> _Selected passage_
((

Part 3: Governance report

Annual report 2003-04.

What we set out to achieve in 2003-04

Our key objectives for 2003-04 in relation to governance

1. Implement our governance (and risk management) framework (see page 5 of our Annual Plan 2003-04).

2. Improve our own measurement and reporting of governance.

Our governance framework

The Office has in place a sound governance framework.

We define governance as “the system by which the Office is directed, managed and held to account.” It incorporates the culture, structures and processes for decision-making, accountability, control and behaviour. It provides the framework within which:

  • the Auditor-General is accountable to Parliament for his stewardship of the resources entrusted to him;
  • the strategies and goals of the Office are set, promoted and achieved;
  • the key risks to the Office are identified and managed; and
  • ethical values and behaviours, and responsible decision-making are promoted, and inappropriate actions and behaviours are sanctioned.

During 2003-04, we undertook a review of a key part of our governance framework; i.e. our strategic and operational management of the Office (what we call our “leadership model”). The following framework incorporates the revisions in this area. Our leadership model is described in detail on pages 46-47.

We have developed our framework to be generally consistent with good practice in governance arrangements. This is drawn from international and local sources, including from our counterpart organisations in Australia and the United Kingdom, and from guidance provided by the State Services Commission, the Crown Companies Monitoring and Advisory Unit, and the various Stock Exchange/Securities Commission organisations. This has been modified to reflect the public sector environment we operate in.

Our key governance principles

The Office will:

  • clearly define, and seek common agreement on, our Strategy and Purpose;
  • maintain a sound system of risk oversight and management, and internal controls;
  • actively promote a leadership culture which values and models ethical behaviour, openness, integrity and accountability;
  • clearly assign governance roles and responsibilities;
  • encourage open and effective working relationships and information flows within the governance structure;
  • ensure timely and balanced disclosure of material matters affecting the Office;
  • monitor management effectiveness and commitment;
  • maintain a structure to independently verify and safeguard the integrity of the Office’s financial reporting;
  • recognise our legal and other obligations;
  • operate mechanisms for stakeholder inclusion and feedback; and
  • review and continuously improve our governance arrangements.

Our key governance relationships are between:

  • the Auditor-General and Parliament (through the Officers of Parliament Committee), in relation to his stewardship (Note: the Auditor-General is independent from Parliament and Executive Government in relation to the performance of his duties);
  • senior management and staff, in relation to the strategic leadership and management of the Office; and
  • the Office and its stakeholders, in relation to the provision of services we provide.

))

> _Material_
((

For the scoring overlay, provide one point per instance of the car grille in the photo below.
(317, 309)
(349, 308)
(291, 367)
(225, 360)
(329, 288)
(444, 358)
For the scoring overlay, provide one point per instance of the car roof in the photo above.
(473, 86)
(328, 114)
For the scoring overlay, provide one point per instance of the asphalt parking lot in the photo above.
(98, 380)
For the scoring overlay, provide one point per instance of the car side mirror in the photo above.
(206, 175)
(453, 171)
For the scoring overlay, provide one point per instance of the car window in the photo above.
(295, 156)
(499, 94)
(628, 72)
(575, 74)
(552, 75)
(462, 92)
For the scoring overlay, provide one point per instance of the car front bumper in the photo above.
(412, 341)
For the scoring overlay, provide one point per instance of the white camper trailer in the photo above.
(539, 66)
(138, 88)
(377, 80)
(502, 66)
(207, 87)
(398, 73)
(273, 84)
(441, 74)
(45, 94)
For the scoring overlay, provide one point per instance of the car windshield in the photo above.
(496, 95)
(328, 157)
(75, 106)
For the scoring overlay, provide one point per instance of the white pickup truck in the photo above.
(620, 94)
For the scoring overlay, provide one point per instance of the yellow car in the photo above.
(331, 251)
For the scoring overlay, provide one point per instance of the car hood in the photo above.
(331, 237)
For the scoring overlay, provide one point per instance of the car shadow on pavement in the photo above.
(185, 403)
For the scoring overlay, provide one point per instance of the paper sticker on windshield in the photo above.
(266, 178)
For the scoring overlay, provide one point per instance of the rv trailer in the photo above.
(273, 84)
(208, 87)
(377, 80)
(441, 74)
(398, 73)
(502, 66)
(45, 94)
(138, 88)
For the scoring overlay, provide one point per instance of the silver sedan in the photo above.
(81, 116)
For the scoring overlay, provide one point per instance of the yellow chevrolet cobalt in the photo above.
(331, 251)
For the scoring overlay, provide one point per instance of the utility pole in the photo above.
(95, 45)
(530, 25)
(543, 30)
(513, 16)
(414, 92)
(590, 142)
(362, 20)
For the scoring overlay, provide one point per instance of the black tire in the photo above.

))

> _Problems and tasks_
1) Name the pairs that the governance report gives as the Office's key governance relationships.
2) Go on with the governance report from its last sentence.

> _Answers to the tasks_
1)
- The Auditor-General and Parliament (through the Officers of Parliament Committee), in relation to his stewardship
- Senior management and staff, in relation to the strategic leadership and management of the Office
- The Office and its stakeholders, in relation to the provision of services the Office provides

2)
These governance relationships define the accountability and reporting parameters of the Office.

Our governance framework can be represented as follows:

Governance framework.

Each component of our governance framework is described below:

Strategy and purpose

Our governance framework operates within the context of the Office’s Strategy and Purpose. Our purpose is set out in the Public Audit Act 2001. The Auditor-General proposes his Strategy to Parliament through the Officers of Parliament Committee at least every three years. The current Auditor-General has recently proposed his Strategy for the next five years (the balance of his term), and this has been endorsed by Parliament.

Risk management framework

Our risk management framework is an integral component to our governance framework. It sets in place the system by which risks to the Office can be proactively identified and managed. Our risk management framework is fully outlined in the Risk Report on pages 59 to 66.

Governance activities

There are two primary activities over which governance is required. They are:

  • Strategic Leadership, and
  • Management.

We define “Strategic Leadership” as:

  • The development of Strategy
  • The translation of Strategy into action (through Planning)
  • The establishment of linkages between strategy and performance and remuneration
  • The strategic management of capability (including succession planning for key senior positions)
  • The provision of guidance on the expectations of ethical behaviour, and
  • The communication of Strategy.

We define “Management” in two categories: “Operational management” and “Business management”. “Operational management” encompasses:

  • Professional management
  • Practice management, and
  • Project management.

“Business management” includes:

  • Human Resource Management
  • Financial Management
  • IT Management
  • Administration/Procurement Management, and
  • Communications Management.

Dimensions of governance

We consider our governance activities against four dimensions of governance. These are:

  • Decision-making
  • Accountability
  • Control, and Behaviour.

Considering our governance activities against these dimensions enables us to determine the appropriate culture, structures and processes we need for effective governance.

Decision-making includes such things as:

  • Governance structures
  • Information flows, and
  • Stakeholder inclusion and feedback mechanisms.

Accountability includes:

  • Roles and responsibilities within the governance structure, and
  • Key accountability documents.

Control includes:

  • Management controls, and
  • Supporting governance bodies/structures.

Behaviour includes:

  • Leadership culture.

On the following pages, we outline our specific governance responses for both of our governance activities against these dimensions of governance.

Monitoring and reporting framework

Key to our governance framework is an integrated system of monitoring and reporting. This enables us to demonstrate internally and externally, our performance (against our outcomes, risks, outputs and business strategies) and conformance (compliance with legislation, regulations and published standards and how we meet stakeholder expectations of probity, accountability and openness).

We have recently reviewed our monitoring and reporting framework across the Office to ensure it is aligned to our Strategy, and to promote “one-time reporting” of information.

Review and continuous improvement

We are committed to the ongoing review and development of our governance framework. This will include, from time to time, independent review of our governance framework.

We also intend to develop measures to assess the quality, effectiveness and appropriateness of our governance framework.


Governance structure

Our leadership model

Over the 2003-04 year, we reviewed how we manage and lead the Office to ensure alignment with our Strategy, and its ongoing appropriateness from a governance perspective.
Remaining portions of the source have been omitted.